**Excerpt:**

++++++++++

I'm Briana Vannozzi.
Tonight we're bringing you a special edition of NJ Spotlight News showcasing our digital documentary series, 21, bringing you individuals from all over New Jersey who are changing the state for the better.
The series examines the simple question, does where you live in the state affect how you live?
21 profiled one person in each of our 21 counties and looked at the social determinants affecting that person's life.
In this Encore episode, we'll introduce you to several New Jerseyans who are going above and beyond in their communities.
First, meet Cookie Till.
For Cookie, all things revolve around food, and her team empowers underserved populations in Atlantic County food deserts with opportunities to work, learn, and truly appreciate the gifts of the Garden State.
I love this area.
I love living on the island.
Even after Sandy and my house got destroyed and my restaurant got flooded, I wasn't leaving.
So we've got peach, blueberry, egg pie.
That's what we should call it.
So many things you can do around food that really can make people's lives so much better.
I own Stephen Cookies Restaurant in Margate, New Jersey.
We're going into our 25th year.
I love to feed people and I love to see people happy.
This isn't just about feeding people that want organic and want to eat better, that have the means to do it.
We really need to, as a community, as a society, work to educate people that just have no access to the food or any idea that what they're eating could be hurting their health.
This farm started as a dream about five years ago.
I used to come out to the farm when it was Reed's Farm.
It was a family-owned farm for 75 years.
And every time I drive up here, I was just so blown away by the beauty of the place and just how close it was to the island.
March of 2020, that dream started to take form.
We were able to take this land over, 78 acres, and start building from there.
Just when things were starting to, you know, getting scary, three weeks later my restaurants closed, the whole world shut down.
And it was so therapeutic because I didn't know what to do with myself, but I could be out here.
And then, you know, it just became like, wow, this is what we need.
Like, we all need to know where our food comes from.
We need to know how to grow food.
(gentle music) And that's what people started to embrace during COVID.
The land is not easy.
We're finding out just how hard it is.
You can't just say you're gonna farm organically after a land's been farmed conventionally for 75 plus years.
Some of our crops failed this summer.
I mean, it's just really our second year.

++++++++++

**Extracted material:**
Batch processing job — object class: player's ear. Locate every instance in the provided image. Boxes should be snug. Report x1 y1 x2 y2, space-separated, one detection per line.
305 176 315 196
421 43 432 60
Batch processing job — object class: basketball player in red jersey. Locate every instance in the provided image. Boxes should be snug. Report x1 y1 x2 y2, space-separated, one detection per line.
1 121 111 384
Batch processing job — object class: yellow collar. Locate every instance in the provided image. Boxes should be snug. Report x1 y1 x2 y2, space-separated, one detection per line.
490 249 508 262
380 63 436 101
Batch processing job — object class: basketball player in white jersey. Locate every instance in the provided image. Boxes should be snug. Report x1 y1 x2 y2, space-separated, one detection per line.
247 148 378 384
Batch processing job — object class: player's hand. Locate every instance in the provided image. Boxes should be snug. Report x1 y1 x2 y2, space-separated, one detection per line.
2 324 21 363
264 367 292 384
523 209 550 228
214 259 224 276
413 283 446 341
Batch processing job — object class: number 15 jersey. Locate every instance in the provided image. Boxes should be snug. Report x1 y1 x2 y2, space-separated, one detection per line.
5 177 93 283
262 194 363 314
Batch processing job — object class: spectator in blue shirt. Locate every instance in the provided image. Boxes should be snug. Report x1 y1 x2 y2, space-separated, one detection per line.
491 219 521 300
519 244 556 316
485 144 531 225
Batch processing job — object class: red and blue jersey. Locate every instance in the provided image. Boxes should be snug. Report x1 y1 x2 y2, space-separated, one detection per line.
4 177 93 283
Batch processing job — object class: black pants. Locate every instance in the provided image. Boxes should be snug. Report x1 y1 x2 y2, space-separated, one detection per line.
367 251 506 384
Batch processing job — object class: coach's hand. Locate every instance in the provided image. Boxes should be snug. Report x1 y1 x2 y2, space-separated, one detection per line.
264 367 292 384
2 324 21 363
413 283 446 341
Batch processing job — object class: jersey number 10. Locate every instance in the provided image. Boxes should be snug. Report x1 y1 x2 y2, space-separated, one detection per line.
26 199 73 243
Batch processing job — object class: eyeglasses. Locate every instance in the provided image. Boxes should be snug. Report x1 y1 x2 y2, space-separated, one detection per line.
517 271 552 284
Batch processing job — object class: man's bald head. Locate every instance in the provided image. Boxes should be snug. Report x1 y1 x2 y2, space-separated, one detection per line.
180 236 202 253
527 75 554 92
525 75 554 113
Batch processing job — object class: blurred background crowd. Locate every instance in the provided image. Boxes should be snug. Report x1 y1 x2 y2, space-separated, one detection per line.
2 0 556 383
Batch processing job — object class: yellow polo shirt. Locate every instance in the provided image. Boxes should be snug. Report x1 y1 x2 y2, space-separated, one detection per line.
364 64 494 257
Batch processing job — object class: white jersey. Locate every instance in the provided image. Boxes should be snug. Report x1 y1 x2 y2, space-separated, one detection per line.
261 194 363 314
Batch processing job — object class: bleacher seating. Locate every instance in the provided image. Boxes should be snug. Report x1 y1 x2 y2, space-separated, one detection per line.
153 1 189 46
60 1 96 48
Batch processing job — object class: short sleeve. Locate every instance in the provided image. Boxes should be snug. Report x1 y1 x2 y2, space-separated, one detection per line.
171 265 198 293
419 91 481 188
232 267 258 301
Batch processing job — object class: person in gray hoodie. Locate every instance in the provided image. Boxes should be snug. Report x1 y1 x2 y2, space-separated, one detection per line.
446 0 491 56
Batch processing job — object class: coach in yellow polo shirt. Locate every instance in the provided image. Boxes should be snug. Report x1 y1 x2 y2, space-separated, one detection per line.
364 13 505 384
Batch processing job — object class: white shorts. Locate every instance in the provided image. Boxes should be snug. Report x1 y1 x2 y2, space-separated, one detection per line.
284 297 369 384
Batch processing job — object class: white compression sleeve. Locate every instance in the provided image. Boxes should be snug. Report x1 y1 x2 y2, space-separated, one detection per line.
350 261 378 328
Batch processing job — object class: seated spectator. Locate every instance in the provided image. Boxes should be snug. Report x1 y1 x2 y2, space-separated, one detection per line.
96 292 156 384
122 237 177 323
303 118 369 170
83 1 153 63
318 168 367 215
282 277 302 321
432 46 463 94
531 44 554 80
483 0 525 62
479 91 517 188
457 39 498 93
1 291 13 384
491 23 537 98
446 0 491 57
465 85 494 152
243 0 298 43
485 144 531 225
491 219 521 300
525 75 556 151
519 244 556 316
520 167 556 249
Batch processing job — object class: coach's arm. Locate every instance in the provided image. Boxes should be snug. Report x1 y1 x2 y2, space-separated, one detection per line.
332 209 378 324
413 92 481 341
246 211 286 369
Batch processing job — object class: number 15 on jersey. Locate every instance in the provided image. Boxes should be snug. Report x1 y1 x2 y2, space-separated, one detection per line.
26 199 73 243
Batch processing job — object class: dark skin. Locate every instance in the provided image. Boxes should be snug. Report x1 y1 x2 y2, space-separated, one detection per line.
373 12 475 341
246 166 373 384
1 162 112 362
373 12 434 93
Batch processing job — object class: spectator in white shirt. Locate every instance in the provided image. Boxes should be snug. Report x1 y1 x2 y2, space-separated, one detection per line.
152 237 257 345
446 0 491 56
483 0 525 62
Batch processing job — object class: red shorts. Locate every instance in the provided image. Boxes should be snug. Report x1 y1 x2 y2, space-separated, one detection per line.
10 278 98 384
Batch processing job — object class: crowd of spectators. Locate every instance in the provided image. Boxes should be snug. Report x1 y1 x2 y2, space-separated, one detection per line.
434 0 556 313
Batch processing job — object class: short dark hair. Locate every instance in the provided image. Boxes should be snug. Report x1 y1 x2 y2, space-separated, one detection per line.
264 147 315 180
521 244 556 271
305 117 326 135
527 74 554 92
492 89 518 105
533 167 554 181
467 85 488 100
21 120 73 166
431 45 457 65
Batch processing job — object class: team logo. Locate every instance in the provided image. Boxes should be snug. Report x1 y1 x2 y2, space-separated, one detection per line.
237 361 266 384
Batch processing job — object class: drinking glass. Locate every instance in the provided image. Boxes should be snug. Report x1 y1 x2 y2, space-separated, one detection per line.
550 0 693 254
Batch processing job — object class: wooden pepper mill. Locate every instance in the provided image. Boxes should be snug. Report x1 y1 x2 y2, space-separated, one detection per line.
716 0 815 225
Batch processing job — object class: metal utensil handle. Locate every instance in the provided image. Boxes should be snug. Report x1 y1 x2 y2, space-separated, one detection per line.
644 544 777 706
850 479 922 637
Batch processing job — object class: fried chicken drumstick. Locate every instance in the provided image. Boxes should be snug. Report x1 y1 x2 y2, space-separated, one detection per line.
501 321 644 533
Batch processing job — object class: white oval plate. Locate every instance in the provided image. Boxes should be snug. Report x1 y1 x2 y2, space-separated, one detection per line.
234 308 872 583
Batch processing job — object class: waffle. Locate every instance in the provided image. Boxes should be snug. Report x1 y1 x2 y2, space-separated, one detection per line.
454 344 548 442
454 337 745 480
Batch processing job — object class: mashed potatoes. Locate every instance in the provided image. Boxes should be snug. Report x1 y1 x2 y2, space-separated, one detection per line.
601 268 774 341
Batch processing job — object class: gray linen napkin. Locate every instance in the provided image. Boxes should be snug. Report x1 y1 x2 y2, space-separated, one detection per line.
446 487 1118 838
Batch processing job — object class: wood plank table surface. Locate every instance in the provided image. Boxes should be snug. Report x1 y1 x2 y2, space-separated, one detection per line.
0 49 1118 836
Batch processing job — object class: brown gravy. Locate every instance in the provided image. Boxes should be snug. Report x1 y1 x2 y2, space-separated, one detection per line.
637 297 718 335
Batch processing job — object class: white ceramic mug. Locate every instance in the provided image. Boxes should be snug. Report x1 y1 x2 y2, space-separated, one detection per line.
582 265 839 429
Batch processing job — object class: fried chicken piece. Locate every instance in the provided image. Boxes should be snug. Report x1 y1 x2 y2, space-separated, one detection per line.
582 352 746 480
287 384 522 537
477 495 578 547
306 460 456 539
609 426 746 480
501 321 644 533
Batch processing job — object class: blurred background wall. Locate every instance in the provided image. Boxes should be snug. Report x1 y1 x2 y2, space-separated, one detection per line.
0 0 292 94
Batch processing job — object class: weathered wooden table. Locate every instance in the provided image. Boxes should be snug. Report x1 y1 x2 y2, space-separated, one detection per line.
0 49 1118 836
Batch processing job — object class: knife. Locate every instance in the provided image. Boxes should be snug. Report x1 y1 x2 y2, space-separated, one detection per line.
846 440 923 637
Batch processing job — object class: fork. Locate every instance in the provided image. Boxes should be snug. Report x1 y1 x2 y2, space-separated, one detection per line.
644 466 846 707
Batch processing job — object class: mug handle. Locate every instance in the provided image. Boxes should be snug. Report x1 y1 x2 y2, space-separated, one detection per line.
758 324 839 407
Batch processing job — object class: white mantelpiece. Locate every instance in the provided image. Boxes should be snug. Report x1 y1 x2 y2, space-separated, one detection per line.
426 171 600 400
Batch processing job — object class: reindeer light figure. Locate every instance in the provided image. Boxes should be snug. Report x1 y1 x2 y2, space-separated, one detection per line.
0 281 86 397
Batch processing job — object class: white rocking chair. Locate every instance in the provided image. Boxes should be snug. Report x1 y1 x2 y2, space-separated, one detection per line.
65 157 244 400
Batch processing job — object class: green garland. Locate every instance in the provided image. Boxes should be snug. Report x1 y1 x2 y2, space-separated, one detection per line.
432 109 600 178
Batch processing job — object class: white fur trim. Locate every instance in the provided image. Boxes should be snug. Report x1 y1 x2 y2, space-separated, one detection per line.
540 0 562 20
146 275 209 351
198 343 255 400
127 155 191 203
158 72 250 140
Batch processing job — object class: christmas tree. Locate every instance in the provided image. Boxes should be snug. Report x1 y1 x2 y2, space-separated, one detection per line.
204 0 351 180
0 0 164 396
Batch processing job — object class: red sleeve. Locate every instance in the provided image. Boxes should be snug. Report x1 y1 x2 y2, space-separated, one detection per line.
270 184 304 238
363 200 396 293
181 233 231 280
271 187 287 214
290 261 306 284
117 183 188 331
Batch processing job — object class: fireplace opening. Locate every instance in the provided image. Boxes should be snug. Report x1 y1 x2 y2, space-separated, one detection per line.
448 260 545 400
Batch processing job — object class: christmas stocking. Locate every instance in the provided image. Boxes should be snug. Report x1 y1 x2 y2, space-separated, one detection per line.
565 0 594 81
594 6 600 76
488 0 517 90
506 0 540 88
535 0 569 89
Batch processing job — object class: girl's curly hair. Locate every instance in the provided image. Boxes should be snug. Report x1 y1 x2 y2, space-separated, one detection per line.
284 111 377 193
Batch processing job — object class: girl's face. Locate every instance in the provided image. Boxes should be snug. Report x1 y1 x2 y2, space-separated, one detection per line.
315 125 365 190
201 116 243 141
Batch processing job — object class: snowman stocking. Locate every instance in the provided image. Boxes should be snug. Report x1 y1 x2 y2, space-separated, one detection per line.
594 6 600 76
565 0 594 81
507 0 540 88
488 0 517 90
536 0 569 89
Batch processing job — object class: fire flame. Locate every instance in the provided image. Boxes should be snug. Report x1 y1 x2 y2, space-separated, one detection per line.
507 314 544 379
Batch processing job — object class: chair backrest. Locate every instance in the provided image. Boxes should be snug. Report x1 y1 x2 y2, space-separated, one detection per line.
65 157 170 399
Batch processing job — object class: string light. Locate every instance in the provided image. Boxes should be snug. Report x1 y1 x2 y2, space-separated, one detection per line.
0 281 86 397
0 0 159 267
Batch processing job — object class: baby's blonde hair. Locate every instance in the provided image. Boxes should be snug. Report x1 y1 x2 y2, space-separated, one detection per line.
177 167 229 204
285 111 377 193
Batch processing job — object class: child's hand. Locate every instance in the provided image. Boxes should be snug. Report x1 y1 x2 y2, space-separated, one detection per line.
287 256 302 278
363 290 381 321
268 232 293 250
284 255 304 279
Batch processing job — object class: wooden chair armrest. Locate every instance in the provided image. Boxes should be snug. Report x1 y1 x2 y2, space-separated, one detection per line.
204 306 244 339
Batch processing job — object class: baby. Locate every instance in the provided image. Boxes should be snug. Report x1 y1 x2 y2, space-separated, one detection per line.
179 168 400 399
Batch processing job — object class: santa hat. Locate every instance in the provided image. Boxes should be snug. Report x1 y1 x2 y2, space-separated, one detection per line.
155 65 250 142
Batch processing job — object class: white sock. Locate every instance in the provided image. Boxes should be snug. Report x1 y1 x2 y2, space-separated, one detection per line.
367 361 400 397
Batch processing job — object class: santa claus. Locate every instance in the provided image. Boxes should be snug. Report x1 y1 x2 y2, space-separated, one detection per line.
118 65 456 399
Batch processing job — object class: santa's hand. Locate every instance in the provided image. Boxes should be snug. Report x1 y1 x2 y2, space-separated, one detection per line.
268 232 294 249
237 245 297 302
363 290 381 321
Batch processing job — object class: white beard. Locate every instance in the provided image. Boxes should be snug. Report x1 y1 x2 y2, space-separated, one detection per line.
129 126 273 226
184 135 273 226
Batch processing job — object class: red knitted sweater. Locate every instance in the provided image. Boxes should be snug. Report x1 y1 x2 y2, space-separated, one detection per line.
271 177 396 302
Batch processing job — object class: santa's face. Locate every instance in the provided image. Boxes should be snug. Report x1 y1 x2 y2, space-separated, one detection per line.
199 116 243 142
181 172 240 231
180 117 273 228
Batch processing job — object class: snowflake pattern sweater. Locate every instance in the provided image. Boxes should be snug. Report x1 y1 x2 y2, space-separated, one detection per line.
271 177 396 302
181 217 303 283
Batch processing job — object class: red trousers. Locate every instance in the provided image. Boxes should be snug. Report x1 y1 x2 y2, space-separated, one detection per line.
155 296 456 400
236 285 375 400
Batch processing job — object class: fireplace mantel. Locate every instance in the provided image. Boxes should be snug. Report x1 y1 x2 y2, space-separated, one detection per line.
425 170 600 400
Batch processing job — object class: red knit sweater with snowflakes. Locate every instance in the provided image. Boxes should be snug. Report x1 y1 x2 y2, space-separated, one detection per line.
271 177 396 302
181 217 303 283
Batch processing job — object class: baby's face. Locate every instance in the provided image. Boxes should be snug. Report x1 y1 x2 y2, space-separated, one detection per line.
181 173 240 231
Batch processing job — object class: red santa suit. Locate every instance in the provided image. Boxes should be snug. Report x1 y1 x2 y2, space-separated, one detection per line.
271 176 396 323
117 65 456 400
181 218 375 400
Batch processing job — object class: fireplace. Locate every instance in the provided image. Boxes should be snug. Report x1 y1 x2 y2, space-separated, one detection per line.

++++++++++

**Directions:**
[1] According to the NJ Spotlight News transcript, how many acres of land did the farm take over?
[2] Copy the stretch of the NJ Spotlight News transcript from "It was a family-owned" through "what we need.", replacing "therapeutic" with "calming".
[3] Extend the NJ Spotlight News transcript about Cookie Till's farm, picking up after its final sentence.

**Expected results:**
[1] 78 acres.

[2]
It was a family-owned farm for 75 years.
And every time I drive up here, I was just so blown away by the beauty of the place and just how close it was to the island.
March of 2020, that dream started to take form.
We were able to take this land over, 78 acres, and start building from there.
Just when things were starting to, you know, getting scary, three weeks later my restaurants closed, the whole world shut down.
And it was so calming because I didn't know what to do with myself, but I could be out here.
And then, you know, it just became like, wow, this is what we need.

[3]
We're really trying to regenerate this land.
This isn't soil.
It's dirt.
But it will be soil.
This is our chicken bus.
The pecking and eating and pooping is magic for the land.
They're like one of our biggest helpers.
We need biomass on the land to start getting life back into the soil.
They're part of this whole regenerative process.
Now that we have a plan, it's exciting.
We could be an outreach to so many different underserved populations.
Food deserts aren't just about putting a supermarket down in the middle of a city and going, "Okay, everybody's good now, we can leave."
It's not like that.
People are still gonna eat the wrong things because there's so much advertising around sugar and carbs and dead food.
You have to start thinking about things different.
Food is a vehicle to help kids just kind of realize their potential.
We started a program in the schools called Harvest of the Month.
Every month we highlight a farm and talk about the vegetable and then we make something together and everybody tastes it.
A lot of these kids have never been off the island, let alone seen these animals, get their hands in the dirt, see where things grow.
Everything revolves around food.
For me, it means a lot to me to be able to acquire this farm and have this be a resource.
People that walk on the farm, you can see what the potential is when you look-- when I look in their eyes and what it does for people already, and seeing the beauty of our area through the agriculture.
We have programming with special needs.
Autistic community has been very supportive.
Workforce development going on, people in recovery coming, people that need to do community service coming out.
They're finding something that speaks to them here.
That's what the dream has been for this place.
I feel that the farm is about empowering people, opening their eyes to just how cool it is to watch things grow.
How is that?
It's like magic.
You know, New Jersey, we are the garden state.
We should elevate that.
That is what I would love to see in my small world of Atlantic County, us getting together and just figuring out how we can just raise everybody up.
Next, we take you to Passaic County, where Rashajon Johnson first took the opportunity to step up for his community during the height of the COVID-19 pandemic, when everything else came to a halt.
Johnson's non-profit, Hope With N, continues to bring hope to Passaic residents in their time of need, and has become a pillar of the community, working to fight homelessness and addiction and help anyone who feels left behind.
Take a look.
- Passaic is really special to me.
It's such a small city, but has so many big problems.
And I want to level it out.
Sometimes it takes one person to stand up, to make other people feel confident.
When I first got here, it was open arms.
It was, hey, how you doing?
The acceptance, the grace.
I felt like I grew up here.
It was a strong need for assistance with the homelessness and the drug addictions going on in this city.
There's a saying that go, it takes a community to raise a child.
And that was my saying growing up in my era.
Community is everything.
It's not how you start, it's how you finish.
There's something I had to do.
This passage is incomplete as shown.